:: Problem to work on ::
Write out exactly, and only, the lines from the one containing "[locate] blue-gray distant" through the last line of the listing below.

......

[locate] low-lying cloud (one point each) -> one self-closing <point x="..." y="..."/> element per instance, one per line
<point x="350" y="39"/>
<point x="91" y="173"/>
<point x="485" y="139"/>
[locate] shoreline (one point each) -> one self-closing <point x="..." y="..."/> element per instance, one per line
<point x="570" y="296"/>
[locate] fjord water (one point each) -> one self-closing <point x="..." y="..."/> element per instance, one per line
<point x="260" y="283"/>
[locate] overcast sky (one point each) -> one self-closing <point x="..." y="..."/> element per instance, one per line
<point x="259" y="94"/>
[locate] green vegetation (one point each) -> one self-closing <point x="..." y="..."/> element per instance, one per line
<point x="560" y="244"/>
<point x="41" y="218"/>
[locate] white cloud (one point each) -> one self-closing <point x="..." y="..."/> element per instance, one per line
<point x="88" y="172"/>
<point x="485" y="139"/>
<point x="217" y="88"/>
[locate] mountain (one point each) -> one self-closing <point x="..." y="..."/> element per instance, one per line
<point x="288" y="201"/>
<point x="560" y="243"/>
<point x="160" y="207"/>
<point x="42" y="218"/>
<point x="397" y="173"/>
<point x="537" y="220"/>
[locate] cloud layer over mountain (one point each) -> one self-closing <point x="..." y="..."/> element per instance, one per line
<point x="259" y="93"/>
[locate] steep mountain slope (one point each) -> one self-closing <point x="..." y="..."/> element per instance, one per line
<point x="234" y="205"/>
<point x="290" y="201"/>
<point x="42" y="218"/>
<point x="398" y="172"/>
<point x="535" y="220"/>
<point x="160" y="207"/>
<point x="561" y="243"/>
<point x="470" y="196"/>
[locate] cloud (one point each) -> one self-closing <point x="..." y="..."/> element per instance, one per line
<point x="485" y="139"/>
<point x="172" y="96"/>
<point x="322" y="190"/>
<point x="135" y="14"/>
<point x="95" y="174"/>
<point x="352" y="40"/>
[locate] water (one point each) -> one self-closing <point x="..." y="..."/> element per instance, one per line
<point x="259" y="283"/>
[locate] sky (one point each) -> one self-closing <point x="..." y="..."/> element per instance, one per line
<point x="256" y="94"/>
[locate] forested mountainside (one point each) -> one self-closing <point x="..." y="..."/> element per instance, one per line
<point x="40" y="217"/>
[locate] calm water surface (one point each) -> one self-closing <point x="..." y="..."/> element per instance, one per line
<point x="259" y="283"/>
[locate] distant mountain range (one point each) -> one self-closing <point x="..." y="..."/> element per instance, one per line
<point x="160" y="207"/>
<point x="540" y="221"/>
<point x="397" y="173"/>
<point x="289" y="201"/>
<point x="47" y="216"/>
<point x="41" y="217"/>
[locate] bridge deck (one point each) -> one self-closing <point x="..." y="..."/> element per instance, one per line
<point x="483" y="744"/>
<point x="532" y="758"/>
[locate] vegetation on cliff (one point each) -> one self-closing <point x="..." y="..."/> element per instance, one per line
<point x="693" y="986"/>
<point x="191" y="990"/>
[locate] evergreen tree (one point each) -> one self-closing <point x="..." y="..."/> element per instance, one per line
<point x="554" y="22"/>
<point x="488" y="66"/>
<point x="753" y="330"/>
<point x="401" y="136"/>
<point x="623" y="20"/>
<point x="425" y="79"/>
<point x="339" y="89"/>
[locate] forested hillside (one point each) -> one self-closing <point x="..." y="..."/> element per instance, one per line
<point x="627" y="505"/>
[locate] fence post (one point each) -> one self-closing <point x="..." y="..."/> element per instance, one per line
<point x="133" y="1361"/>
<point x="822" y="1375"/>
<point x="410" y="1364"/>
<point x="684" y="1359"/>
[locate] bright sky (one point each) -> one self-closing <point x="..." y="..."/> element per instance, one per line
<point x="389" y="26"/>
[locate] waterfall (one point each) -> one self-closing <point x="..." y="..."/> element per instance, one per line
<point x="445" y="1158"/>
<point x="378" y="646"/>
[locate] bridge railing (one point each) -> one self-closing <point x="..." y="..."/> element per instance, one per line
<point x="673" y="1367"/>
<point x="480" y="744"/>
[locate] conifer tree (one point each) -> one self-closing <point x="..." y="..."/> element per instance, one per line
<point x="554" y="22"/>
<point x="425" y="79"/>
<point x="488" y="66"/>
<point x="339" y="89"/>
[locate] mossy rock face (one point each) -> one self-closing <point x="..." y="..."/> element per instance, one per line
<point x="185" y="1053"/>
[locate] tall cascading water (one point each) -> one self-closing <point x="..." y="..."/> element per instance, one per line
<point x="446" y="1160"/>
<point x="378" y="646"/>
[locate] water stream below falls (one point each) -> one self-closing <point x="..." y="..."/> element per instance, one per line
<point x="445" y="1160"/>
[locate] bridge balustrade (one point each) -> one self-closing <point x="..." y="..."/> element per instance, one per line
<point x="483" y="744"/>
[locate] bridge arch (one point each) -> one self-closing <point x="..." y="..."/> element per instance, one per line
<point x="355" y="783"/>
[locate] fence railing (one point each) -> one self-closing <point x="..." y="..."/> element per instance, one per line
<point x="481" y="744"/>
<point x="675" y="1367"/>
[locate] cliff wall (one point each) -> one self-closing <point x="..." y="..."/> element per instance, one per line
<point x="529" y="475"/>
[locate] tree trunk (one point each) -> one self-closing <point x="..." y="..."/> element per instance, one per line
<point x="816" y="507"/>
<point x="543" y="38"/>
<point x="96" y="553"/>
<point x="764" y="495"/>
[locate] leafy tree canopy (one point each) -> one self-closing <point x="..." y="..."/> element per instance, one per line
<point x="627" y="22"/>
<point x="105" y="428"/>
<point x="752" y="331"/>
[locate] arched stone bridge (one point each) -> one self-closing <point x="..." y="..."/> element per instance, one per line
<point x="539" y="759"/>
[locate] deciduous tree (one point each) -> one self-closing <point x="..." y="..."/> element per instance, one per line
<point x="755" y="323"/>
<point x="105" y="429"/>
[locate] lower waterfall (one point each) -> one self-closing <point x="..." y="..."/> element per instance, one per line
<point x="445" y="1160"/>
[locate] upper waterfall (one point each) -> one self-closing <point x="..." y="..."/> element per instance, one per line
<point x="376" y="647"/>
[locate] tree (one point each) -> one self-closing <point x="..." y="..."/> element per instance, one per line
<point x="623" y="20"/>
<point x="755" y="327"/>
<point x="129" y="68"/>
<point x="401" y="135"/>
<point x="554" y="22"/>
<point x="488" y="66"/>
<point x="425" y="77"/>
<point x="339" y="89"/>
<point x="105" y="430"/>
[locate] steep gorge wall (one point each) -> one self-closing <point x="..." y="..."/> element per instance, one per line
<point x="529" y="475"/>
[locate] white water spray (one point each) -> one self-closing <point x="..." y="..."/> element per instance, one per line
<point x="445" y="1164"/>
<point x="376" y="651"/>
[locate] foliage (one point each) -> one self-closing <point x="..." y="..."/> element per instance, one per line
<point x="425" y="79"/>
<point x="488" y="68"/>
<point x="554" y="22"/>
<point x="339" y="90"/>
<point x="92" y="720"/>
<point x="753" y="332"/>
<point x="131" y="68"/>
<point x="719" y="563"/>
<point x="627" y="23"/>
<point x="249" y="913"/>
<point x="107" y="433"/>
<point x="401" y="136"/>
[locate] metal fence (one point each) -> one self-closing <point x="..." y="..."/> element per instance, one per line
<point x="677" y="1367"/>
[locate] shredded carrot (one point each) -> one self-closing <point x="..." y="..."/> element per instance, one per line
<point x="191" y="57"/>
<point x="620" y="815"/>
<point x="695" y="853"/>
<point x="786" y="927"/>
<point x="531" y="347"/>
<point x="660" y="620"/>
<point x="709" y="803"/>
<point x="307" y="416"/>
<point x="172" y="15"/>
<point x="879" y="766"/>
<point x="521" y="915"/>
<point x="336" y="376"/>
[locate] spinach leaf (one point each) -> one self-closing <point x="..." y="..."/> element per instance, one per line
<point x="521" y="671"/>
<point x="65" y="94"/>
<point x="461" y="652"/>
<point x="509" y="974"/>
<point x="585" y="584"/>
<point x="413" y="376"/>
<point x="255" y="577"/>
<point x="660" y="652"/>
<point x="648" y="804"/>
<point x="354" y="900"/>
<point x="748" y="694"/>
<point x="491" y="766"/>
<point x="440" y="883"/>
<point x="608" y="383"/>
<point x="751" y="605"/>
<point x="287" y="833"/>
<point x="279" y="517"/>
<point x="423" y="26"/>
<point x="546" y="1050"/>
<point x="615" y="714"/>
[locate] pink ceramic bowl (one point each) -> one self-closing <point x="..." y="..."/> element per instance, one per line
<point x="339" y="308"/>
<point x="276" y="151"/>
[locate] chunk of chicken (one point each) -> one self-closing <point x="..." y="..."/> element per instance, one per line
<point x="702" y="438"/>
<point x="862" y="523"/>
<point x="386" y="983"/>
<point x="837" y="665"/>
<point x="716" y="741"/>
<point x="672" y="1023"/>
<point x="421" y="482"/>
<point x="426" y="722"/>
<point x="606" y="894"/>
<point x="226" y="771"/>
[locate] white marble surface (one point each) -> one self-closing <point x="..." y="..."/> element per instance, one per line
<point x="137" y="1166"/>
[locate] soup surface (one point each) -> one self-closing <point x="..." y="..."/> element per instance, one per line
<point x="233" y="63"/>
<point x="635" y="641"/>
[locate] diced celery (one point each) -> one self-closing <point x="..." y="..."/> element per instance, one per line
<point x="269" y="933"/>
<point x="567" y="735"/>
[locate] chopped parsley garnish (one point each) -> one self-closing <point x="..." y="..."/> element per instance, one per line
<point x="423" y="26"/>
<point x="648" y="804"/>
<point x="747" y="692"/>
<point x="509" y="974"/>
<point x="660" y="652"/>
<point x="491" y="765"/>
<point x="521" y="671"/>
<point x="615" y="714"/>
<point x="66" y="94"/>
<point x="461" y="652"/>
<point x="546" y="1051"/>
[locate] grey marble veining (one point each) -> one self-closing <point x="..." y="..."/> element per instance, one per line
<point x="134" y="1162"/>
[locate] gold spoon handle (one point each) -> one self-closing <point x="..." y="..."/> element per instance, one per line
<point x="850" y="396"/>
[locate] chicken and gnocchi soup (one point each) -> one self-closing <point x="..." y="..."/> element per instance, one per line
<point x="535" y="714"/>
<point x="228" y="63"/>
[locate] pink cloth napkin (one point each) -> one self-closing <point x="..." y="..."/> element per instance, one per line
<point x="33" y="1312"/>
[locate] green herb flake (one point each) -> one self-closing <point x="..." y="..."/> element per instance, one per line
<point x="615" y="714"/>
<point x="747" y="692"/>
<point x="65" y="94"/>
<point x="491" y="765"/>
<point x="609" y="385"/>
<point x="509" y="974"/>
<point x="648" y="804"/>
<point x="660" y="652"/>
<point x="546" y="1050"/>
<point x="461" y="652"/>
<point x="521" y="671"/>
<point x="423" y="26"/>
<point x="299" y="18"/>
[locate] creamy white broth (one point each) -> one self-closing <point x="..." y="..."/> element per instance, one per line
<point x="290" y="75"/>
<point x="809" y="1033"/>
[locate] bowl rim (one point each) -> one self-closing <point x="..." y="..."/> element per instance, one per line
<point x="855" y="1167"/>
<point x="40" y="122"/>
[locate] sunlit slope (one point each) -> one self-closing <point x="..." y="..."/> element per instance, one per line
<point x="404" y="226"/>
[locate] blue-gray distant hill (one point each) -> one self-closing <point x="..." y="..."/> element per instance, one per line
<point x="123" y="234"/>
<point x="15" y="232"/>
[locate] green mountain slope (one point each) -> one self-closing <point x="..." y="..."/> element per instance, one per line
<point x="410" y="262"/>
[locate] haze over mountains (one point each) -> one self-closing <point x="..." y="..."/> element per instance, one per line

......

:: Solved exercise ::
[locate] blue-gray distant hill (one point each) -> one self-closing <point x="..." y="..."/> element per instance, one per line
<point x="123" y="234"/>
<point x="15" y="232"/>
[locate] green mountain slope (one point each) -> one self-closing <point x="..." y="..."/> element per instance, one per line
<point x="410" y="262"/>
[locate] haze over mountains (one point each) -> one self-closing <point x="..." y="..."/> element per instance, one per line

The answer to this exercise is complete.